## Prompt
Rewrite the records as a JSON list of strings, with one string per line and blank lines omitted.

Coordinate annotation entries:

****************

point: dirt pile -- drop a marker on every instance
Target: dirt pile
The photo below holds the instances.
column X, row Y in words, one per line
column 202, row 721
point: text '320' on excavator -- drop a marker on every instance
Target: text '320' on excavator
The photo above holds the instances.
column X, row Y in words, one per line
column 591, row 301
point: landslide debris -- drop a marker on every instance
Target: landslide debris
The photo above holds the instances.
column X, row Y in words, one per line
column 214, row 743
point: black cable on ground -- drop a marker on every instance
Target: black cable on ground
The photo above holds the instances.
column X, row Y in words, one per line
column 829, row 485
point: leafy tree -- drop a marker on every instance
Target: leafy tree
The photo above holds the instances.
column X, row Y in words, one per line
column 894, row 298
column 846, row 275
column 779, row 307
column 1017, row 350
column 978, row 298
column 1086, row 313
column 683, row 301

****************

## Problem solution
[
  "point: dirt pile -- drop a marker on every instance",
  "Target: dirt pile",
  "The photo below holds the instances.",
  "column X, row Y in words, one per line",
  "column 202, row 721",
  "point: text '320' on excavator -- drop a marker on every instance",
  "Target: text '320' on excavator",
  "The photo above holds the instances.",
  "column X, row Y in words, one per line",
  "column 591, row 301",
  "point: landslide debris -- drop a marker on every instance",
  "Target: landslide debris",
  "The photo above holds the instances.",
  "column X, row Y in words, one per line",
  "column 214, row 743",
  "point: black cable on ground -- drop a marker on every instance",
  "Target: black cable on ground",
  "The photo above holds the instances.",
  "column X, row Y in words, one per line",
  "column 829, row 485",
  "point: leafy tree -- drop a marker on every instance",
  "Target: leafy tree",
  "The photo above holds the instances.",
  "column X, row Y in words, one per line",
  "column 894, row 298",
  "column 846, row 275",
  "column 779, row 307",
  "column 1017, row 350",
  "column 978, row 298",
  "column 1086, row 313",
  "column 683, row 301"
]